Excerpt:
Nkem Oghedo ’08
August 17, 2021

Supper Club celebrates Black female chefs, fine dining, and friendship

Nkem Oghedo ’08 founded Adá Supper Club in 2020 to provide chef-centered dining experiences
by Nancy Hitchcock

“I love the stories that people tell through food—that you can connect with somebody over a menu or a meal or a food memory. Food is very powerful in that way,” says Nkemdilim “Nkem” Oghedo ’08, who founded the Adá Supper Club to offer distinctive chef-centered dining experiences.

Oghedo launched the New York–based supper club in January 2020, with chefs preparing pop-up dinner parties on site and sharing stories and anecdotes with guests. As the pandemic took hold, Adá evolved, delivering three-course meals accompanied by a video interview with the chef and a song playlist to enjoy while dining. For Mother’s Day, two Adá chefs prepared an array of West African dishes for several family gatherings. “Each course was an interpretation of an experience that the chefs had had with their moms,” says Oghedo.

Today the supper club features 14 predominantly Black female chefs. Many have worked in top restaurants as executive chefs, appeared on Chopped and the Food Network, written cookbooks, or been featured in major food media. Their signature dishes have their origins in Jamaica, Haiti, and Cape Verde, for instance, and include dishes such as jumbo crab, clams steamed in a butter broth of homemade epis served with toasted hard dough bread, charred cauliflower steaks with piri piri sauce, fricassee chicken with confit plantain, and coconut rice.

A Caribbean-influenced roasted wild mushroom dish created by chef Brittney “Stikxz” Williams.
"Adá provides agency and ownership for these chefs, enabling them to talk about the inspiration behind their recipes and tell their own stories on their own terms."

Problems and tasks:
(1) Which countries does the Adá Supper Club article name as origins of the chefs' signature dishes?
(2) Continue the Adá Supper Club article from its final sentence.
The listing that comes next has no connection to the article about the Adá Supper Club.

Information provided:
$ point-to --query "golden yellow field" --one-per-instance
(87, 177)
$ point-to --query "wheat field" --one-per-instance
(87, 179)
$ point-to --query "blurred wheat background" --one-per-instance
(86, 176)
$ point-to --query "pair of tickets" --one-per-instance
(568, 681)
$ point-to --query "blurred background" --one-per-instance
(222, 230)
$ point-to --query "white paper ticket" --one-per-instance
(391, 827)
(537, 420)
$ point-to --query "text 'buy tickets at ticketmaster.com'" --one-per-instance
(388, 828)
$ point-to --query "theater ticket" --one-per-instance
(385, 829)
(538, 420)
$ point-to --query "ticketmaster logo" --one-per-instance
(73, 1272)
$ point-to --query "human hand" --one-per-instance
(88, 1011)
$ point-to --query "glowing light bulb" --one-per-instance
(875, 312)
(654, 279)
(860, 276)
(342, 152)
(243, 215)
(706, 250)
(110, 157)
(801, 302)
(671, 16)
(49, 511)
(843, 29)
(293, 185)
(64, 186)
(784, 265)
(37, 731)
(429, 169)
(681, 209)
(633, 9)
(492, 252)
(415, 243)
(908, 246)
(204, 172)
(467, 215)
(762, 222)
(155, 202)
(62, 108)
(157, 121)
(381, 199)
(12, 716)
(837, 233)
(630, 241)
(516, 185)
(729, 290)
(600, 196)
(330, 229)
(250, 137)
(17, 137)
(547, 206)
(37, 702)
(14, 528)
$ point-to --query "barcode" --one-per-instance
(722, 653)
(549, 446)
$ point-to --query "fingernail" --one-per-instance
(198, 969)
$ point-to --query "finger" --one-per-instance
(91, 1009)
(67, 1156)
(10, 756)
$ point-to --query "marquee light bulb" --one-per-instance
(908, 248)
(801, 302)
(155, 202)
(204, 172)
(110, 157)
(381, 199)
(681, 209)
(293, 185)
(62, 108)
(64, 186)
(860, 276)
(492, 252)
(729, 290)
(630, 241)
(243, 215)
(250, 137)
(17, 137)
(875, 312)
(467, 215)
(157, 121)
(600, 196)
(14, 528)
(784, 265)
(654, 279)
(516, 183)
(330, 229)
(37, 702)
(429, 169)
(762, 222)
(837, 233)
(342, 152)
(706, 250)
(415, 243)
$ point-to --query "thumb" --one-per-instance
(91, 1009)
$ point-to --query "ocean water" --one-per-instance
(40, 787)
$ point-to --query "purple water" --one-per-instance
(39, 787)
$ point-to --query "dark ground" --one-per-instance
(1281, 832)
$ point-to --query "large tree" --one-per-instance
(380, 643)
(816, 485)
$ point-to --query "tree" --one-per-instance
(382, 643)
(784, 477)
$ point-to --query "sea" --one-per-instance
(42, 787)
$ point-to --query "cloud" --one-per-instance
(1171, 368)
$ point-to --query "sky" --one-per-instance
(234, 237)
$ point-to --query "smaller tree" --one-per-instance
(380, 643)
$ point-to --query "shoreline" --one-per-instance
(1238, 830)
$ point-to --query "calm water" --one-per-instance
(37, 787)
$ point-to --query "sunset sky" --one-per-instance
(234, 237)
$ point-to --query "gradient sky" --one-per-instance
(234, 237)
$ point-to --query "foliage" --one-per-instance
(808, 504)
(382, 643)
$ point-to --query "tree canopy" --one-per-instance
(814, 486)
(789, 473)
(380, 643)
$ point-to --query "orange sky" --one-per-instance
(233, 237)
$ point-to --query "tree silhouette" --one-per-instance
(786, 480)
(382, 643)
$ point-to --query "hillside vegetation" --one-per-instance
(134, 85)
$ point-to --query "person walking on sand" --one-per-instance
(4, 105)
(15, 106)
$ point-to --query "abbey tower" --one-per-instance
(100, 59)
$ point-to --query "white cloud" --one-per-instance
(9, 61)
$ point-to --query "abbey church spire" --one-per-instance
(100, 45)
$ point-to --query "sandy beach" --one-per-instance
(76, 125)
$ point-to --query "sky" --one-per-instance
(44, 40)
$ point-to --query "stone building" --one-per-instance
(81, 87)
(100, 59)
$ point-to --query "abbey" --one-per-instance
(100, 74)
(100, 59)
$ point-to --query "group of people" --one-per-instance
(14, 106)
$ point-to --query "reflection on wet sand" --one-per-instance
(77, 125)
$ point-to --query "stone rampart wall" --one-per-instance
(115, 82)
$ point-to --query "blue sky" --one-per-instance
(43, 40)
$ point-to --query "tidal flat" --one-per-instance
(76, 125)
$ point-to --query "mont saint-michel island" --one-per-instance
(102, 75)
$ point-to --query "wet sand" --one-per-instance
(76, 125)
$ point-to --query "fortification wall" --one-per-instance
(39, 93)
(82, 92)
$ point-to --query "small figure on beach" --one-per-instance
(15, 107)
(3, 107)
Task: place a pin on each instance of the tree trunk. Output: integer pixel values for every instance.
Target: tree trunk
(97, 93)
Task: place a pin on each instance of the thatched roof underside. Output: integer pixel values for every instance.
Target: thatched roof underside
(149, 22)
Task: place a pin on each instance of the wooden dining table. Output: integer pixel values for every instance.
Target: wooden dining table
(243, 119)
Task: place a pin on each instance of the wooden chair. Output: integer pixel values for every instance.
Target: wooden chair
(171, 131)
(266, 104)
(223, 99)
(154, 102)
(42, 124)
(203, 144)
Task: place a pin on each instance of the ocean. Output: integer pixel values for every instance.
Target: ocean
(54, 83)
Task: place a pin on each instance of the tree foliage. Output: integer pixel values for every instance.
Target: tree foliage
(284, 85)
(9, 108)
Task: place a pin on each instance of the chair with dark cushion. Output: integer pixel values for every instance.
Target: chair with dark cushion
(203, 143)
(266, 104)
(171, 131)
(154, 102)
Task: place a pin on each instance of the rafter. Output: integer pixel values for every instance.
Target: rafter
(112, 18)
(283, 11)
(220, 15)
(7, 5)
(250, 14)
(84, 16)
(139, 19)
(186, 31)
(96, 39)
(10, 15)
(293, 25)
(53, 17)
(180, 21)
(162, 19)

Answers in order:
(1) Jamaica, Haiti, and Cape Verde.

(2)
“Oftentimes in the food industry chefs cook someone else’s food or do things based on someone else’s vision,” says Oghedo. “Adá is really about celebrating Black and female expression through food.”

In the 1980s, Oghedo’s parents emigrated from Nigeria where, in the regional dialect of Igbo, “Adá” means first daughter. Oghedo is the eldest daughter and second of four siblings. Traditionally, her role is to support and care for her family—a responsibility she welcomes. Likewise, the intention of the supper club, she says, is to support a food family of chefs and food creators. This mission is so important to Oghedo, who holds a BS in chemical engineering from Yale and an MBA from Harvard Business School, that she is running Adá while working full time for a wellness tech company.

Oghedo plans to expand Adá’s offerings, which currently include hosting private and bespoke corporate events. For instance, if a company wants to connect a team working in a hybrid environment, Adá can curate happy hour kits that include an appetizer and mocktails and host an interactive Zoom conversation with the featured chef.

Connection has always been important to Oghedo. The Andover friends she graduated with are still her best friends today—and many people from the Andover family attended her first Adá event.

Andover taught Oghedo that, “You can probably find a pretty strong connection with someone who seems very different from you if you just sit down and have a conversation with them. The goal of Adá is to keep growing, keep meeting new people, keep creating products and experiences that center diverse perspectives on food.”